- _Action item_: "outline" appears in how many lines of the entries? State only the number.

Data extract below:

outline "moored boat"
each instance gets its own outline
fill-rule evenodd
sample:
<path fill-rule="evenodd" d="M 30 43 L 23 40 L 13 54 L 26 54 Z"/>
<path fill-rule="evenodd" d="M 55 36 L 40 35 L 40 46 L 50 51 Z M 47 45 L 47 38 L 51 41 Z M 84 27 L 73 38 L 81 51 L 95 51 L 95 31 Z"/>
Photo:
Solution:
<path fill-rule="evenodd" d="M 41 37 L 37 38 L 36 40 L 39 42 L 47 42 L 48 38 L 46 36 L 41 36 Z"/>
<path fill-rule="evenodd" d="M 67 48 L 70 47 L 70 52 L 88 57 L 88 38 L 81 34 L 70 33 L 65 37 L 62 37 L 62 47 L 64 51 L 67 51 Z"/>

End of Data extract.

- _Answer for this exercise_: 2